Could you output each line of the data that follows exactly?

Dataset rows on where objects appear
+-------+

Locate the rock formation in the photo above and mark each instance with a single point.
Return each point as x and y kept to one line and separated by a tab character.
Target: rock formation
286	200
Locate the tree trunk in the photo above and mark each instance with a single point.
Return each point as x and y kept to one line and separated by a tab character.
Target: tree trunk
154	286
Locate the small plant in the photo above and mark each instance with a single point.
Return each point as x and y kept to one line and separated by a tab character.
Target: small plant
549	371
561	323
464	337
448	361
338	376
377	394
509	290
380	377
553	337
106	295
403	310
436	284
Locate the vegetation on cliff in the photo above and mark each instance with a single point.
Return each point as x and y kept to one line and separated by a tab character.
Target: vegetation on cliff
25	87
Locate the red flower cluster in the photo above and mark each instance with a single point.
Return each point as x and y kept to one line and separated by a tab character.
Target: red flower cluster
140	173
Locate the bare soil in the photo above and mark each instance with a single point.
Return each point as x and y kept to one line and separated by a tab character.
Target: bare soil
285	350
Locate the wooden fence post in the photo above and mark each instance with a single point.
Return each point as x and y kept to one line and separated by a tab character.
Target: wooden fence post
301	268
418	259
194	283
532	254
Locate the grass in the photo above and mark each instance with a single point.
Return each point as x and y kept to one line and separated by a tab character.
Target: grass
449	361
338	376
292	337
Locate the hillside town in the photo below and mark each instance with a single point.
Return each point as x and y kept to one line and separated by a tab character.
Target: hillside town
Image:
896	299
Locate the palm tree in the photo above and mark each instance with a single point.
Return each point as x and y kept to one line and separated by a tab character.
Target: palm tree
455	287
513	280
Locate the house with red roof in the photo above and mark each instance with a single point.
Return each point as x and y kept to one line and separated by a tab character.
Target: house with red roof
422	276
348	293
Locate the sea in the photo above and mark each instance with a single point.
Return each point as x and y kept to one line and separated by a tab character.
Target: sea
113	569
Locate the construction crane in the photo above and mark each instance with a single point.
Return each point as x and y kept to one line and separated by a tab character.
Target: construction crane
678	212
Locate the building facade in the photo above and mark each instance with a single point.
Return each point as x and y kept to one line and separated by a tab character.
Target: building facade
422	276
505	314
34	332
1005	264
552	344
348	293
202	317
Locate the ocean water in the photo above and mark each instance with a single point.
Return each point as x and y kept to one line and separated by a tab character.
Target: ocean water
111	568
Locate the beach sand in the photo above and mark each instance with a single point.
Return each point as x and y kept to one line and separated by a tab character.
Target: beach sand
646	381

+-------+

Complete answer:
Locate the rock formation in the photo above and mark each instance with a single point.
Return each point as x and y kept to one line and separated by a tab character.
Target: rock formation
286	200
Locate the tree trunk in the photo above and mark each instance with a single point.
Return each point as x and y kept to one line and separated by a tab character.
Target: tree trunk
154	286
Locate the small plant in the photo above and mark each instance with a single point.
Return each point as x and y kept to one line and separated by a tab character.
Target: small plant
549	371
561	323
464	337
448	361
338	376
377	394
509	290
380	377
553	337
106	295
403	310
436	284
Locate the vegetation on cliff in the photo above and mark each instance with a single point.
Return each point as x and y kept to one line and separated by a tab character.
Target: vegetation on cliff
25	87
Locate the red flower cluster in the photo above and mark each instance with a single point.
Return each point as x and y kept to one line and separated by a tab character.
Target: red flower cluster
140	173
Locate the bare soil in the photo above and mark each instance with a single point.
Return each point as x and y kept to one line and separated by a tab character.
Target: bare soil
285	350
Locate the wooden fence post in the photo above and mark each instance with a single point.
Return each point as x and y kept to one line and separated by a tab character.
Target: wooden fence post
301	268
418	259
194	283
532	254
Locate the grass in the photo above and mark each instance with a single point.
Return each point as x and y kept to one line and separated by a tab character.
Target: grass
449	361
338	376
292	337
Locate the hillside town in the photo below and mark each instance with a single point.
Return each point as x and y kept to one line and separated by a tab character.
Target: hillside town
Image:
896	299
Locate the palm tree in the photo above and mark each instance with a single point.
Return each point as x and y kept to one line and separated by a tab character.
Target: palm tree
455	287
513	280
Locate the house with red roof in the photo above and mark each instance with a single point.
Return each point as x and y kept to one line and separated by a tab character.
Target: house with red roof
422	276
348	293
Locate the sea in the photo above and mark each instance with a single point.
Return each point as x and y kept to one line and separated by a tab character.
Target: sea
113	569
Locate the construction crane in the photo above and mark each instance with a single point.
Return each point as x and y kept to one line and separated by a tab character.
Target: construction crane
678	212
Locate the building facade in the photo above and mark each instance with a single point.
Return each point as x and y kept to one line and separated by a tab character.
Target: building facade
422	276
505	314
34	332
1005	264
552	344
348	293
202	317
Locate the ocean water in the photo above and mark each instance with a single point.
Return each point as x and y kept to one line and separated by a tab character.
Target: ocean water
111	568
Locate the beach sand in the photo above and mark each instance with a single point.
Return each point as x and y kept to one line and separated by a tab character.
Target: beach sand
646	381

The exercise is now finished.